**DATASET CONTENT**
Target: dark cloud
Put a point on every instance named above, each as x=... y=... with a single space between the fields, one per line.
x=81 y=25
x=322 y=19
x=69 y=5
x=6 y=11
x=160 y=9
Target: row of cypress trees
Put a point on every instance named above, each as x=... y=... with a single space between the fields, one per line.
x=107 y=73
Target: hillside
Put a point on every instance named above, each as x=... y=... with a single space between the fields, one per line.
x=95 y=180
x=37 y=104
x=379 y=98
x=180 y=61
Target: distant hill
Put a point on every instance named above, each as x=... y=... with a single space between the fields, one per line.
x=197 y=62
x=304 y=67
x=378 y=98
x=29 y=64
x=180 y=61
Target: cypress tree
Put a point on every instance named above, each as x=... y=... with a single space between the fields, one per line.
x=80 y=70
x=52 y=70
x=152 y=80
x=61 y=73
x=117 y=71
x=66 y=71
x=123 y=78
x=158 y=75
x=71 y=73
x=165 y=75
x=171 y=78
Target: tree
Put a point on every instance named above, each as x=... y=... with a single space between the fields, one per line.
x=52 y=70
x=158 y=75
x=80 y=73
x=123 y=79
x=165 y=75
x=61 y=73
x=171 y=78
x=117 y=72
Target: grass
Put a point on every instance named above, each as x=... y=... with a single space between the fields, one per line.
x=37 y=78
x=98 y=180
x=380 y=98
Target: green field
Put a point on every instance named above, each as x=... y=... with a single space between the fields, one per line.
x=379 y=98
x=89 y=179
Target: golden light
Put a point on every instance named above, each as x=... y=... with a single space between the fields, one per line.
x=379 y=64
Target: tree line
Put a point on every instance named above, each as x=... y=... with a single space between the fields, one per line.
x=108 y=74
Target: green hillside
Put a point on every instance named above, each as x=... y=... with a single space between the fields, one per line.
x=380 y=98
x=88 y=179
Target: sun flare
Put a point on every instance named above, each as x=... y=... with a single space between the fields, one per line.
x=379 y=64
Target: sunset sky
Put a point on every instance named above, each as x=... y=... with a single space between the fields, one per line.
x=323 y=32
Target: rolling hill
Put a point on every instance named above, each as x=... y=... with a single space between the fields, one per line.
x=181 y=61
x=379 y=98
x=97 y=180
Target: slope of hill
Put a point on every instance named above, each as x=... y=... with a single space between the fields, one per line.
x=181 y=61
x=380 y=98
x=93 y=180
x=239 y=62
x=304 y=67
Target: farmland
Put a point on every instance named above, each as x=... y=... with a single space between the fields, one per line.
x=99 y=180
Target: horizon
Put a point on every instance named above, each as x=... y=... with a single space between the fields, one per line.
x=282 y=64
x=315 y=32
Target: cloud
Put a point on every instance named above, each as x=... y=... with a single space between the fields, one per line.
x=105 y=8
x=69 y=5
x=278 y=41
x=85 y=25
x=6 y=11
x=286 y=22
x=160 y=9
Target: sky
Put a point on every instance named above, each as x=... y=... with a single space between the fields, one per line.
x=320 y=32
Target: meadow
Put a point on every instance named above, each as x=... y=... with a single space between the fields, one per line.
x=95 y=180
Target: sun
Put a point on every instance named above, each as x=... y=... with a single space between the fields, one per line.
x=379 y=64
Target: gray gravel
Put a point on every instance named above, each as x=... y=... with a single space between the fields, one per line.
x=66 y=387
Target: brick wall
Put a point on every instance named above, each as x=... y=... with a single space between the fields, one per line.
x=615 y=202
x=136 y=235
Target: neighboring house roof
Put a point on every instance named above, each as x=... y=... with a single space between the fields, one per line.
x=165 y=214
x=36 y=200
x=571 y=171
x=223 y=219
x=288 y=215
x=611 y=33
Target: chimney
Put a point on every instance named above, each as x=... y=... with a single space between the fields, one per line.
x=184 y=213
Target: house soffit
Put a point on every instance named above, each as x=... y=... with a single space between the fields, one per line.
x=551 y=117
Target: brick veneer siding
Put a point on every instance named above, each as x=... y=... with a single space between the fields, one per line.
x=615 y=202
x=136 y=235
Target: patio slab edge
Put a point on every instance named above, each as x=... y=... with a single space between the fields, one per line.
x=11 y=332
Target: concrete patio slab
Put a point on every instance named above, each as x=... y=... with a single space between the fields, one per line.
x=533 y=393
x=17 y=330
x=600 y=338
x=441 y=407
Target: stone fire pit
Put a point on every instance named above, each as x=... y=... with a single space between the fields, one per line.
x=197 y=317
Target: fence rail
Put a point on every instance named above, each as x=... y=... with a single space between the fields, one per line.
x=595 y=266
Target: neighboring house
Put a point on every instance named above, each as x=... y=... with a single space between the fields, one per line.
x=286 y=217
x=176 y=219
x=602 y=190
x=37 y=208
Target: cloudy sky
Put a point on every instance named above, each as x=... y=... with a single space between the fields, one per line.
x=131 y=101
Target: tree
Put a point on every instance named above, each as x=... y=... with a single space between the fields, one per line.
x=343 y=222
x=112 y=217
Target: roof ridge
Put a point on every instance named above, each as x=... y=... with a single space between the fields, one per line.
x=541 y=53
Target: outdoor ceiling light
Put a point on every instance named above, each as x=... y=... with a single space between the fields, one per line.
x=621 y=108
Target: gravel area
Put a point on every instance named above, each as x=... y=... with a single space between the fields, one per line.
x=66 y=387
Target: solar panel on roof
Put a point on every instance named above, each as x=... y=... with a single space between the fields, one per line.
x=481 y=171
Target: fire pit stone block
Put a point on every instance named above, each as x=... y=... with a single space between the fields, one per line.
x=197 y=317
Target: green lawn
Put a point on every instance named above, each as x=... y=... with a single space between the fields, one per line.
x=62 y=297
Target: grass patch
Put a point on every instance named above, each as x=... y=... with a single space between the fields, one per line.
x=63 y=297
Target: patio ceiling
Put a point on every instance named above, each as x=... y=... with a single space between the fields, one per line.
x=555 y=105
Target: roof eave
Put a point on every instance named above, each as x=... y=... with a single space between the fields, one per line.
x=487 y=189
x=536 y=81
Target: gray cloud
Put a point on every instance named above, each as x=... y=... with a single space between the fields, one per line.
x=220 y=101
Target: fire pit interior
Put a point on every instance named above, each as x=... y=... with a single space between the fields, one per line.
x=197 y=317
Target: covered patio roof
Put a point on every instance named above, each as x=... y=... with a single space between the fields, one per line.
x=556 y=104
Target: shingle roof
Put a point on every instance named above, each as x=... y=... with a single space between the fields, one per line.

**OBJECTIVE**
Substitute "occurrence" for every "instance" in all of the lines above. Reproduce them with nothing else altered.

**COMPLETE ANSWER**
Target: dark cloud
Put a point on every occurrence named above, each as x=... y=... with a single space between the fields, one per line.
x=81 y=25
x=322 y=19
x=69 y=5
x=6 y=11
x=160 y=9
Target: row of cypress trees
Put a point on every occurrence named above, each as x=... y=... with a single space between the fields, one per line.
x=107 y=73
Target: hillside
Put a point on every occurrence named above, each as x=... y=... with a single space between the fields, one per line.
x=95 y=180
x=37 y=104
x=379 y=98
x=180 y=61
Target: distant hill
Put a point on every occurrence named above, each as x=... y=... with a single space between the fields, one per line.
x=197 y=62
x=304 y=67
x=378 y=98
x=29 y=64
x=180 y=61
Target: cypress tree
Put a point on every occurrence named above, each as x=... y=... with a single space between the fields, one per line.
x=80 y=70
x=52 y=70
x=152 y=80
x=61 y=73
x=117 y=71
x=66 y=71
x=123 y=78
x=158 y=75
x=71 y=73
x=165 y=75
x=171 y=78
Target: tree
Put a point on every occurrence named above, each as x=... y=... with a single space between the fields, one per line.
x=52 y=70
x=158 y=75
x=80 y=73
x=123 y=79
x=165 y=75
x=61 y=73
x=171 y=78
x=117 y=72
Target: grass
Put a point on every occurrence named above, each as x=... y=... with a single space between the fields, one per line.
x=37 y=78
x=98 y=180
x=380 y=98
Target: green field
Put a point on every occurrence named above, each as x=... y=... with a single space between the fields, one per line.
x=379 y=98
x=89 y=179
Target: golden light
Put a point on every occurrence named above, each as x=... y=... with a single space between the fields, one per line.
x=379 y=64
Target: tree line
Put a point on every occurrence named above, each as x=... y=... with a single space between the fields, one per line.
x=108 y=74
Target: green hillside
Put a point on every occurrence named above, each as x=... y=... with a single space between the fields, one per line.
x=380 y=98
x=88 y=179
Target: sun flare
Put a point on every occurrence named above, each as x=... y=... with a single space between the fields, one per line.
x=379 y=64
Target: sunset sky
Put a point on every occurrence named above, each as x=... y=... with a single space between the fields, one per line.
x=323 y=32
Target: rolling hill
Put a point on every occurrence named above, each as x=... y=... with a single space between the fields, one per line.
x=181 y=61
x=379 y=98
x=97 y=180
Target: slope of hill
Put a point on every occurrence named above, each as x=... y=... with a single space between the fields, one per line.
x=181 y=61
x=380 y=98
x=93 y=180
x=239 y=62
x=304 y=67
Target: farmland
Put a point on every occurrence named above, each as x=... y=... with a single space between the fields, one per line.
x=99 y=180
Target: horizon
Put a point on every occurrence named above, each as x=... y=... with a single space between the fields, one per line.
x=282 y=64
x=315 y=32
Target: cloud
Put a point on every occurrence named above, each as x=... y=... with a single space between the fields, one per line.
x=105 y=8
x=69 y=5
x=278 y=41
x=85 y=25
x=6 y=11
x=286 y=22
x=160 y=9
Target: sky
Put a point on every occurrence named above, each as x=... y=... with a single space between the fields, one per line.
x=320 y=32
Target: meadow
Put a point on every occurrence named above, each as x=... y=... with a single space between the fields, one per line.
x=95 y=180
Target: sun
Put a point on every occurrence named above, each as x=... y=... with a single space between the fields, one per line.
x=379 y=64
Target: gray gravel
Put a point on every occurrence named above, each as x=... y=... with a single space between the fields, one per line.
x=66 y=387
Target: brick wall
Put a point on every occurrence named above, each as x=... y=... with a single space between the fields, one per line.
x=615 y=202
x=136 y=235
Target: neighboring house roof
Put a point on every occurrence named above, each as x=... y=... with a single space between the fields, one per line.
x=165 y=214
x=36 y=200
x=571 y=171
x=223 y=219
x=288 y=215
x=611 y=33
Target: chimney
Put a point on every occurrence named above, each as x=... y=... with a single space between the fields, one per line.
x=184 y=213
Target: house soffit
Put a point on every occurrence named above, each as x=... y=... with a single space between the fields, one per line.
x=551 y=117
Target: brick veneer siding
Put a point on every occurrence named above, each as x=... y=... with a single space between the fields, one per line.
x=615 y=202
x=136 y=235
Target: patio slab edge
Put a point on every occurrence named above, each as x=... y=... with a single space between the fields, one per line.
x=11 y=332
Target: concrete patio slab
Put a point on every occurrence named above, each as x=... y=... with a single space between the fields, one per line.
x=533 y=393
x=17 y=330
x=600 y=338
x=441 y=407
Target: stone fire pit
Put a point on every occurrence named above, each as x=... y=... with a single space between the fields, one per line.
x=197 y=317
Target: fence rail
Put a point on every occurrence named above, each as x=... y=... with a single space between the fields, one per line.
x=595 y=266
Target: neighboring house
Put a point on every occurrence named above, each as x=... y=... with a single space between the fields, one per line.
x=286 y=217
x=176 y=219
x=602 y=190
x=37 y=208
Target: cloudy sky
Put a point on every occurrence named above, each as x=... y=... with a single space between the fields, one per line.
x=131 y=101
Target: tree
Put a point on every occurrence named above, each as x=... y=... with a single space between the fields, one per line.
x=343 y=222
x=112 y=217
Target: roof ridge
Put a point on every occurrence named above, each as x=... y=... with a single space between the fields, one per line.
x=541 y=53
Target: outdoor ceiling light
Put a point on every occurrence named above, each as x=... y=... with a single space between the fields, one per line.
x=621 y=108
Target: gravel area
Put a point on every occurrence named above, each as x=... y=... with a single space between the fields, one per line.
x=66 y=387
Target: solar panel on roof
Put a point on every occurrence named above, each as x=... y=... with a single space between the fields, one per line.
x=481 y=171
Target: fire pit stone block
Put a point on every occurrence named above, each as x=... y=... with a single space between the fields, one per line.
x=197 y=317
Target: green lawn
Put a point on every occurrence named above, each as x=... y=... with a single space between the fields, one per line.
x=62 y=297
Target: grass patch
Put a point on every occurrence named above, each as x=... y=... with a single space between the fields, one per line.
x=63 y=297
Target: patio ceiling
Put a point on every occurrence named above, each as x=... y=... with a single space between the fields, one per line.
x=555 y=105
Target: roof eave
Put a point on every occurrence named above, each as x=... y=... with a single space between the fields, one per line.
x=487 y=189
x=536 y=81
Target: gray cloud
Put a point on every occurrence named above, each as x=... y=... with a single space between the fields, one per line.
x=220 y=101
Target: fire pit interior
Put a point on every occurrence named above, each as x=... y=... with a single space between the fields, one per line.
x=197 y=317
Target: covered patio roof
Put a point on every occurrence named above, each as x=... y=... with a single space between the fields, one per line.
x=556 y=104
Target: shingle roof
Put a point on every occurrence named above, each as x=... y=... with a single space between the fields, one per line.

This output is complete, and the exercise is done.